> [Task item]: Every word of every entry must be retyped exactly.

Stored items:
-- Opening Marker --

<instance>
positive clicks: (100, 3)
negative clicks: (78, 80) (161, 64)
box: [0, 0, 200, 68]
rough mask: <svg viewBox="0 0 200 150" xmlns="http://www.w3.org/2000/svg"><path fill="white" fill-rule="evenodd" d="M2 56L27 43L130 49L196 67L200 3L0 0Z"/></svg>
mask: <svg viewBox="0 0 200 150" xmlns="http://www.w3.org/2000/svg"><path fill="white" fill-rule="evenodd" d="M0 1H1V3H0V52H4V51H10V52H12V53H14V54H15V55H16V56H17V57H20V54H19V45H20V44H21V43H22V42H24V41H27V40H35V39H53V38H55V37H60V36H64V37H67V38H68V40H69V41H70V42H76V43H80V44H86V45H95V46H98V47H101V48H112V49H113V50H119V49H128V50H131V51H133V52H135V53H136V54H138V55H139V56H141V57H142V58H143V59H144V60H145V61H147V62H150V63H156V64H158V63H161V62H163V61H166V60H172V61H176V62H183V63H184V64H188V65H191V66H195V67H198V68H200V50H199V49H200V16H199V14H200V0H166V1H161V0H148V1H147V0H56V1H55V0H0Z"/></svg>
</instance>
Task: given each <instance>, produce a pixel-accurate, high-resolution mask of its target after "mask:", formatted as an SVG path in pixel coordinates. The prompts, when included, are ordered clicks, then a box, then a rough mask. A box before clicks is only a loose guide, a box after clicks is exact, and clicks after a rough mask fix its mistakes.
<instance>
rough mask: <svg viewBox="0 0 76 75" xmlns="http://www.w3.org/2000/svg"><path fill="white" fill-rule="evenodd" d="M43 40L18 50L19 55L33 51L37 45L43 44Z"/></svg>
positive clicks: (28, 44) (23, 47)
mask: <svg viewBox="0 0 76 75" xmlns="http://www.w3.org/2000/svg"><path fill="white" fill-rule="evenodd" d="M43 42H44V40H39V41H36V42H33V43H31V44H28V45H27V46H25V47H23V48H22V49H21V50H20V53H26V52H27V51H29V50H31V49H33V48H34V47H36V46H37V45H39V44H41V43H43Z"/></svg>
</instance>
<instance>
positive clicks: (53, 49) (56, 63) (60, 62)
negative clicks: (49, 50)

-- Closing Marker --

> [Finished exercise]:
<instance>
positive clicks: (100, 3)
negative clicks: (78, 80) (161, 64)
box: [0, 0, 200, 68]
rough mask: <svg viewBox="0 0 200 150" xmlns="http://www.w3.org/2000/svg"><path fill="white" fill-rule="evenodd" d="M2 56L27 43L130 49L196 67L200 3L0 0Z"/></svg>
mask: <svg viewBox="0 0 200 150" xmlns="http://www.w3.org/2000/svg"><path fill="white" fill-rule="evenodd" d="M0 1H1V3H0V52H4V51H10V52H12V53H14V54H15V55H16V56H17V57H20V54H19V45H20V44H21V43H22V42H24V41H27V40H35V39H53V38H55V37H60V36H64V37H67V38H68V40H69V41H70V42H76V43H80V44H86V45H95V46H98V47H101V48H112V49H113V50H119V49H128V50H131V51H133V52H135V53H136V54H138V55H139V56H141V57H142V58H143V59H144V60H145V61H147V62H150V63H156V64H158V63H161V62H163V61H166V60H172V61H176V62H183V63H184V64H188V65H191V66H195V67H198V68H200V50H199V49H200V16H199V14H200V0H166V1H161V0H148V1H147V0H56V1H55V0H0Z"/></svg>
</instance>
Task: given each <instance>, produce a pixel-accurate, high-resolution mask of its target after "mask:", formatted as an SVG path in pixel coordinates. The prompts, when included, are ordered clicks, then a box, then a rough mask. A box before clicks is only a loose guide, a box after clicks is exact, and clicks after a rough mask fix its mistakes.
<instance>
rough mask: <svg viewBox="0 0 76 75" xmlns="http://www.w3.org/2000/svg"><path fill="white" fill-rule="evenodd" d="M43 40L18 50L19 55L33 51L37 45L43 44Z"/></svg>
positive clicks: (28, 44) (23, 47)
mask: <svg viewBox="0 0 76 75" xmlns="http://www.w3.org/2000/svg"><path fill="white" fill-rule="evenodd" d="M43 42H44V40H39V41H36V42H33V43H31V44H28V45H27V46H25V47H23V48H22V49H21V50H20V53H26V52H27V51H29V50H31V49H33V48H34V47H36V46H37V45H39V44H41V43H43Z"/></svg>
</instance>
<instance>
positive clicks: (53, 49) (56, 63) (60, 62)
negative clicks: (49, 50)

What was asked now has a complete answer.